= REQUIRED TASK =
Reproduce exactly the lines from the one containing "Review step: verify that every instance of the eyebrow" through the last line of the data, both ends included.

Begin

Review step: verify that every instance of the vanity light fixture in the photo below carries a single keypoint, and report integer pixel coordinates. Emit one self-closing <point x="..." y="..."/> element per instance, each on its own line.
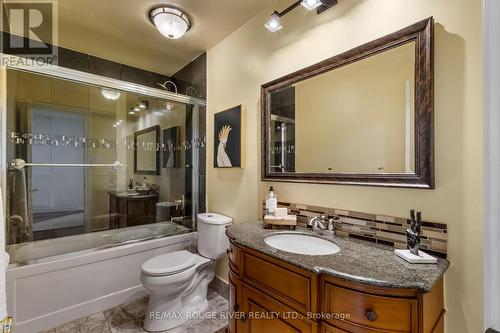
<point x="274" y="22"/>
<point x="110" y="94"/>
<point x="311" y="4"/>
<point x="171" y="22"/>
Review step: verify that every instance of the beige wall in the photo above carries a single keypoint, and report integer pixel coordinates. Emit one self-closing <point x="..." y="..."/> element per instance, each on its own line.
<point x="252" y="56"/>
<point x="353" y="119"/>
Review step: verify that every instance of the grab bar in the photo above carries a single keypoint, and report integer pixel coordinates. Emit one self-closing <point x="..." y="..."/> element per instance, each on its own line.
<point x="19" y="164"/>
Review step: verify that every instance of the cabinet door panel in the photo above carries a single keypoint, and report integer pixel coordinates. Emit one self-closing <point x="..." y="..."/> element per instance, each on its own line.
<point x="264" y="314"/>
<point x="234" y="302"/>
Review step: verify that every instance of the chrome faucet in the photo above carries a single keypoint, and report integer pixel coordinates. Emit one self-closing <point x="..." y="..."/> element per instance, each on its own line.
<point x="322" y="223"/>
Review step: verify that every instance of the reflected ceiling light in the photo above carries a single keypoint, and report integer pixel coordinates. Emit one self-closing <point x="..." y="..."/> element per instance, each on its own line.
<point x="110" y="94"/>
<point x="311" y="4"/>
<point x="170" y="21"/>
<point x="274" y="24"/>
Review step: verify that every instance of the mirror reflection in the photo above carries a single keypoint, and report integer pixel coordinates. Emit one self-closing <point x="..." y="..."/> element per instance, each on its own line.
<point x="358" y="118"/>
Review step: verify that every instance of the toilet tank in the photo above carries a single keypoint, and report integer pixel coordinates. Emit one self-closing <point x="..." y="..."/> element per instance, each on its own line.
<point x="212" y="239"/>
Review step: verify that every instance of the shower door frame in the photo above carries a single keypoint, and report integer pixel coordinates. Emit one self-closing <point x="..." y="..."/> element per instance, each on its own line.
<point x="95" y="80"/>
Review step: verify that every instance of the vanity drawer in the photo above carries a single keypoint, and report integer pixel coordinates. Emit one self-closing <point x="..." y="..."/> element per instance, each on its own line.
<point x="389" y="314"/>
<point x="291" y="285"/>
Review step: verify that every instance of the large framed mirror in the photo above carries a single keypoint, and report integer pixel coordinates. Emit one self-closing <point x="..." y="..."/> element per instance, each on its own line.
<point x="364" y="117"/>
<point x="147" y="154"/>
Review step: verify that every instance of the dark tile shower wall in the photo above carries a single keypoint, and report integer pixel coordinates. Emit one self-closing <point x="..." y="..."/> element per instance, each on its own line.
<point x="90" y="64"/>
<point x="195" y="75"/>
<point x="380" y="229"/>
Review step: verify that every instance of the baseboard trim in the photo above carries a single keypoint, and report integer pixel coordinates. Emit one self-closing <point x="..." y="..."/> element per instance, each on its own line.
<point x="220" y="286"/>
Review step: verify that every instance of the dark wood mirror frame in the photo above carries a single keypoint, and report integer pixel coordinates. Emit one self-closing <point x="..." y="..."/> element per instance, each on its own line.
<point x="422" y="34"/>
<point x="157" y="131"/>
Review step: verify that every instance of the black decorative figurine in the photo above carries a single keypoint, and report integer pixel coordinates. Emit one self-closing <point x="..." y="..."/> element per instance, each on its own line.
<point x="413" y="234"/>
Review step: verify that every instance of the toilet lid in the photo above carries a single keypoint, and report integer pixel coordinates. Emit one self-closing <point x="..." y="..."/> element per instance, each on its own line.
<point x="169" y="263"/>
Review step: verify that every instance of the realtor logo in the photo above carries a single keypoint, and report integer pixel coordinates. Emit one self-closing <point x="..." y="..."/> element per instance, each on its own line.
<point x="30" y="30"/>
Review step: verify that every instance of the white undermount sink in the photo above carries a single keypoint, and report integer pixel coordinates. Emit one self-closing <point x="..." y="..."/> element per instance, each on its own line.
<point x="302" y="244"/>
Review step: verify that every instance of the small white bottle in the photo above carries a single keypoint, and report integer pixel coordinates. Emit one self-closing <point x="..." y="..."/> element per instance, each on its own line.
<point x="271" y="202"/>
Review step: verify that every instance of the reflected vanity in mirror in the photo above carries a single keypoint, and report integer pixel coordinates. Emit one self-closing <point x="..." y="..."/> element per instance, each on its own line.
<point x="147" y="154"/>
<point x="364" y="117"/>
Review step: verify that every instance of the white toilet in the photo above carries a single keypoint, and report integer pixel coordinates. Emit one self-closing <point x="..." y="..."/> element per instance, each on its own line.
<point x="178" y="281"/>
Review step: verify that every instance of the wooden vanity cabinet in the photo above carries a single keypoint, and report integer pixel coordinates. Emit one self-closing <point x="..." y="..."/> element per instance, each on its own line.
<point x="269" y="295"/>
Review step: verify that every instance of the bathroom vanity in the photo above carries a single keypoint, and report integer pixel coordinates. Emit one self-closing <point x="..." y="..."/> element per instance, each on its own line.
<point x="362" y="288"/>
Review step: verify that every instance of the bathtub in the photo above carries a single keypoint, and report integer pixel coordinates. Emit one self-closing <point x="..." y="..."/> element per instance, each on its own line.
<point x="59" y="280"/>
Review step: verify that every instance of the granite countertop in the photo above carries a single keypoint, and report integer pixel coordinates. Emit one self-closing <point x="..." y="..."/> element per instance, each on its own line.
<point x="358" y="261"/>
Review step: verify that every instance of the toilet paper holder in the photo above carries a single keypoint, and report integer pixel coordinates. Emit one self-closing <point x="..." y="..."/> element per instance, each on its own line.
<point x="6" y="325"/>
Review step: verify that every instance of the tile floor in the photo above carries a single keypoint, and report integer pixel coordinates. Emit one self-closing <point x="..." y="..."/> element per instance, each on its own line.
<point x="128" y="318"/>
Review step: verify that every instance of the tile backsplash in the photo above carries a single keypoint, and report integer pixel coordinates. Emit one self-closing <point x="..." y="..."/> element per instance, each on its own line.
<point x="382" y="229"/>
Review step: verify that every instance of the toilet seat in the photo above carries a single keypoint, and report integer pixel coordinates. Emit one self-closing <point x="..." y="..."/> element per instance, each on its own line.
<point x="169" y="264"/>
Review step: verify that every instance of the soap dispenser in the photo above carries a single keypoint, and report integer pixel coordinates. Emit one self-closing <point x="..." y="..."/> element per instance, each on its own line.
<point x="271" y="202"/>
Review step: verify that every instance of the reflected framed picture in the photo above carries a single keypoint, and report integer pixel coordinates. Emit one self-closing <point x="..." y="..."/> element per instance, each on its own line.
<point x="171" y="156"/>
<point x="229" y="131"/>
<point x="146" y="153"/>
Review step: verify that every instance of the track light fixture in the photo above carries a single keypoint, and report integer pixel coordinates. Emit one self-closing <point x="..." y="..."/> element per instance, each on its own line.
<point x="274" y="22"/>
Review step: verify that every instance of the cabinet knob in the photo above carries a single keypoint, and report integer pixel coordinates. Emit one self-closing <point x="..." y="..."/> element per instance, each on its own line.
<point x="371" y="315"/>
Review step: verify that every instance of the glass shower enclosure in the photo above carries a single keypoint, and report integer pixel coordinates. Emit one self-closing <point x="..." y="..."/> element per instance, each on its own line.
<point x="90" y="162"/>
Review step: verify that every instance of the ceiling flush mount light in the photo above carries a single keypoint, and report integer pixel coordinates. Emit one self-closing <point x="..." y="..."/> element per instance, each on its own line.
<point x="170" y="21"/>
<point x="311" y="4"/>
<point x="110" y="94"/>
<point x="274" y="24"/>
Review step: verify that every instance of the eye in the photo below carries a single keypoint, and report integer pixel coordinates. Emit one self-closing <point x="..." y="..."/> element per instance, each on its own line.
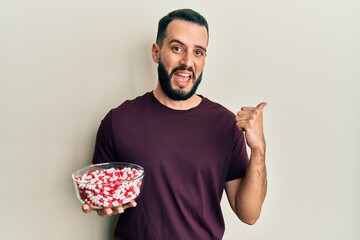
<point x="177" y="49"/>
<point x="199" y="53"/>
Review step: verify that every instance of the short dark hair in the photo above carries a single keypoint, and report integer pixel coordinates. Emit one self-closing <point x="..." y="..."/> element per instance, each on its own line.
<point x="188" y="15"/>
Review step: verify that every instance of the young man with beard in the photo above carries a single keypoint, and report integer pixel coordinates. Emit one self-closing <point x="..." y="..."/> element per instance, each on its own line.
<point x="191" y="148"/>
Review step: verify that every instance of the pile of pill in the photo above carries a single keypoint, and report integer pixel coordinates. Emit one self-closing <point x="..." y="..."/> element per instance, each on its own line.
<point x="109" y="187"/>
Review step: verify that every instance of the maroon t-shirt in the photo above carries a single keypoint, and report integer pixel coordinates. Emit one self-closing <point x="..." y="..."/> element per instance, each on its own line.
<point x="188" y="156"/>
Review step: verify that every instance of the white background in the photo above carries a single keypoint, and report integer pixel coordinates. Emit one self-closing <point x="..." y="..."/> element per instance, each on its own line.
<point x="64" y="64"/>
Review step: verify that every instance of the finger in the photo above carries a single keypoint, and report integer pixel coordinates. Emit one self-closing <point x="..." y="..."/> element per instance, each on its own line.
<point x="261" y="105"/>
<point x="117" y="210"/>
<point x="131" y="204"/>
<point x="86" y="208"/>
<point x="104" y="212"/>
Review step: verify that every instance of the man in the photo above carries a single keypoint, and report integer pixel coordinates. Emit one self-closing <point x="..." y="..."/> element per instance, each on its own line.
<point x="191" y="148"/>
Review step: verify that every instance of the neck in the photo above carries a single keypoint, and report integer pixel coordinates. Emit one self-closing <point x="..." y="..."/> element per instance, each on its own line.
<point x="187" y="104"/>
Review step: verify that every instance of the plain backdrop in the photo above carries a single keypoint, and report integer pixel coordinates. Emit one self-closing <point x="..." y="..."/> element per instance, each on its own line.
<point x="65" y="64"/>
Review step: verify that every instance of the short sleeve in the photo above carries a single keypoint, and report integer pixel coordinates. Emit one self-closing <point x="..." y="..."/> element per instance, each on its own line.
<point x="104" y="146"/>
<point x="239" y="157"/>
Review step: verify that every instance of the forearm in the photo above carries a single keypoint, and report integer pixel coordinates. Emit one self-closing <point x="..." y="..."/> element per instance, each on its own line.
<point x="252" y="190"/>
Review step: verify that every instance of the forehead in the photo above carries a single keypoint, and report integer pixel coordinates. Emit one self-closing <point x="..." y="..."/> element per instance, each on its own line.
<point x="187" y="32"/>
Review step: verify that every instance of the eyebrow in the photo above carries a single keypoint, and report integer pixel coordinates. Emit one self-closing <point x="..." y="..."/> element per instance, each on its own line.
<point x="178" y="41"/>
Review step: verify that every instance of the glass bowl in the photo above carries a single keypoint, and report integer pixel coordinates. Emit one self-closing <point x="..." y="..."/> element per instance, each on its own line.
<point x="108" y="184"/>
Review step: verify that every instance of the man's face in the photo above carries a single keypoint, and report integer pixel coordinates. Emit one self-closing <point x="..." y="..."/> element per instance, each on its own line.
<point x="181" y="59"/>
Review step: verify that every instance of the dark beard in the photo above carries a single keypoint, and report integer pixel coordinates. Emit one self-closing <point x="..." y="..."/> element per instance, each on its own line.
<point x="165" y="83"/>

End

= ANSWER =
Review step: verify that every instance of the eyebrow in the photo above carries a single keypoint, and report integer pixel coordinates. Emit one self-closing <point x="..." y="..."/> element per instance, each on its own line.
<point x="178" y="41"/>
Review step: verify that every instance of the glass bowl in the photo above carries a single keypoint, and report integer pixel coordinates. Emit one self-closing <point x="..." y="..."/> element per instance, each on its own line.
<point x="108" y="184"/>
Review step: verify that every instance of the man's face in the photo above carries a single keypoint, and report integer pixel coordinates. Emit one self-closing <point x="..." y="..."/> element per instance, each on its own line.
<point x="181" y="59"/>
Review step: verify that every instance of the dark beard in the photo above carries a single keypoint, and report integer pixel coordinates. Emit one self-closing <point x="..." y="..."/> element per instance, each on its own line.
<point x="165" y="83"/>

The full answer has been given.